TRY IT
Instruction for the data below: set down exactly the lines from the line with "Target: blue sleeve" to the line with "sample | [98, 263]", inclusive, and no others.

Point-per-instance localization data
- Opening Delimiter -
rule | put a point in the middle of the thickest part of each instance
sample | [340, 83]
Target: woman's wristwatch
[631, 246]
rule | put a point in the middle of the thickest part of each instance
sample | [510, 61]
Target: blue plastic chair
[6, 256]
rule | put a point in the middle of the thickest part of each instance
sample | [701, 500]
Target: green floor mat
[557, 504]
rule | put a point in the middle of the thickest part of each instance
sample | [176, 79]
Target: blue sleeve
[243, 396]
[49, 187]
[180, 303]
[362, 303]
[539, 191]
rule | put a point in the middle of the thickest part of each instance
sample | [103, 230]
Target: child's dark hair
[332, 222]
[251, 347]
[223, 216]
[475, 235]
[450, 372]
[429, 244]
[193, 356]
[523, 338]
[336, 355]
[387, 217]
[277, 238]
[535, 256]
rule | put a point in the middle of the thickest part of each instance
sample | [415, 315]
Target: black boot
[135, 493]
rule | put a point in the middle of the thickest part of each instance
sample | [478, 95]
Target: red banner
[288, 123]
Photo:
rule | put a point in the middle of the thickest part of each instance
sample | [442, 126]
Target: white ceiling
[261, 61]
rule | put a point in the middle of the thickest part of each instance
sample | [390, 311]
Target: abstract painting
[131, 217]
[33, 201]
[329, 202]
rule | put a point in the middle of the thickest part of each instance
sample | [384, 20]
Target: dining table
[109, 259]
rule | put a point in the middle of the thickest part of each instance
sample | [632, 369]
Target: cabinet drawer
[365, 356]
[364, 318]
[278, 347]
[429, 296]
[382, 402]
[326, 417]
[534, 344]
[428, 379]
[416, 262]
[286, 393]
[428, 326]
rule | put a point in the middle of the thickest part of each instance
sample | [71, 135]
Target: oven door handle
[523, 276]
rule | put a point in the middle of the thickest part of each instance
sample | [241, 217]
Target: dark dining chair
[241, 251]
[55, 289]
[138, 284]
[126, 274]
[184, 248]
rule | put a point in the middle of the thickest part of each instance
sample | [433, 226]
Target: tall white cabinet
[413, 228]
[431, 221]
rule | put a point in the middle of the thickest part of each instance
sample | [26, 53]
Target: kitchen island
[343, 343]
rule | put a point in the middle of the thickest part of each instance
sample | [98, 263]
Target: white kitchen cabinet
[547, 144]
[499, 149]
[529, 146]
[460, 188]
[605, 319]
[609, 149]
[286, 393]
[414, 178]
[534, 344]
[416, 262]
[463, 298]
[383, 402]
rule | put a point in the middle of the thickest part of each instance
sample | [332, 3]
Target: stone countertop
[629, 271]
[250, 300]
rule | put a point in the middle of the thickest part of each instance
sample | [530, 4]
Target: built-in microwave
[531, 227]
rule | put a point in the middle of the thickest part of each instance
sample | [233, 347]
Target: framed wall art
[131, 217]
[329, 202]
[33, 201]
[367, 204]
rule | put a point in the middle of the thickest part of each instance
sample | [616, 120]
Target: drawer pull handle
- Closing Delimiter -
EXERCISE RESULT
Target: blue sleeve
[243, 396]
[49, 187]
[180, 303]
[362, 303]
[539, 191]
rule | put a point in the middle of the thickest part of each instance
sample | [103, 230]
Target: child's dark hair
[332, 222]
[251, 347]
[223, 216]
[475, 235]
[450, 372]
[429, 244]
[193, 356]
[523, 338]
[336, 355]
[387, 217]
[277, 238]
[535, 256]
rule | put a point in the middle of the thickest part of each instance
sample | [415, 315]
Target: black boot
[135, 493]
rule | put a point in the middle of the thickest part of each instance
sample | [478, 95]
Target: red banner
[288, 123]
Photo:
rule | put a point in the middle of the thickest part of each instance
sample | [442, 126]
Target: white ceiling
[261, 61]
rule | put a point in the middle of the thickest part of each instance
sample | [390, 311]
Target: abstract painting
[131, 217]
[33, 201]
[329, 202]
rule | put a point in the middle of the thickest part of each instance
sample | [384, 20]
Target: dining table
[109, 259]
rule | put a point in the middle of the thickest part of each instance
sample | [632, 369]
Target: cabinet drawer
[365, 356]
[364, 318]
[278, 347]
[429, 296]
[382, 402]
[326, 417]
[534, 344]
[428, 379]
[416, 262]
[286, 393]
[428, 326]
rule | put a point in the middle of the thickest part of each instance
sample | [71, 135]
Target: oven door handle
[523, 276]
rule | put a point in the middle of the thickest part of each instance
sample | [241, 217]
Target: dark dining chair
[241, 251]
[55, 289]
[138, 284]
[126, 274]
[184, 248]
rule | put a point in the middle of the thickest part of each instance
sample | [433, 226]
Target: tall white cabinet
[413, 228]
[431, 221]
rule | put a point in the middle of the thickest part of each instance
sample | [26, 53]
Target: kitchen island
[343, 343]
rule | put a point in the middle of the thickest part of each instance
sample | [98, 263]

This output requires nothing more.